QUESTIONS TO ANSWER —
1. Decide whether each statement agrees with the article about Wendy Bullock's murder charge, answering yes or no and quoting the exact words of the article that settle it: (a) Bullock was charged in 7th District Court in Moab with first-degree murder. (b) The prosecutor objected to the competency evaluation. (c) The competency hearing was set for Feb. 3.
2. Resume the article about Wendy Bullock's murder charge, writing on from its last sentence.

GIVEN PASSAGE —
*** Block opens ***

DCFS had its eye on troubled S.L. mother

But all seemed fine just days before her girl was found dead

Published: Wednesday, Jan. 7 2004 12:00 a.m. MST

The Salt Lake City woman whose young daughter was found dead in her car Friday on I-70 has been under the eye of state child welfare officials before and has been treated for mental health concerns.

She will undergo a competency evaluation to determine whether she can stand trial on a murder charge.

Wendy Bullock, 28, was charged Monday in 7th District Court in Moab with first-degree murder in the death of her 2 1/2-year-old daughter. She appeared before Judge Lyle R. Anderson in Moab, where she was appointed a lawyer.

At Tuesday's hearing, K. Andrew Fitzgerald, Bullock's lawyer, told Anderson he believed Bullock's competency was questionable and asked for an evaluation. Grand County Attorney Happy J. Morgan, who is prosecuting the case, said she believes Bullock is competent but didn't object to the evaluation. A competency hearing was set for Feb. 3 in Anderson's courtroom.

*** Block closes ***

INFORMATION SUPPLIED —
*** Block opens ***

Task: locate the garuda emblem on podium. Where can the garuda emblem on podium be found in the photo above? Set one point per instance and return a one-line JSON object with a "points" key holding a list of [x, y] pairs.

*** Block closes ***

RESPONSES TO THE EXERCISE —
1.
(a) Yes: "was charged Monday in 7th District Court in Moab with first-degree murder"
(b) No: "said she believes Bullock is competent but didn't object to the evaluation"
(c) Yes: "A competency hearing was set for Feb. 3 in Anderson's courtroom."

2.
Bullock was booked into the Grand County Jail on $500,000 bail and placed on a suicide watch Friday after she asked a motorist at a pull-off area on the freeway near Thompson Springs for razor blades. The Colorado man said she was injured, so he called police.

When troopers and sheriff's deputies arrived, they found the toddler unresponsive in the back of the woman's car. She was determined to be dead, and her body was sent to the Utah State Medical Examiner's Office to determine the cause.

A statement released by Morgan on Tuesday said the investigation is still under way and the County Attorney's Office "does not deem it appropriate to release any information regarding the investigation at this time."

Carol Sisco, spokeswoman for the state's Department of Human Services, said the Division of Child and Family Services had been keeping an eye on Bullock and her daughter in recent months, following Bullock's treatment at Salt Lake mental health facilities. Sisco said everything had seemed OK.

"We never actually had custody of the little girl," she said. "But when her mom was receiving treatment (at the University of Utah Neuropsychiatric Institute in July) . . . a judge ordered the child into foster care, but it was foster care with a relative."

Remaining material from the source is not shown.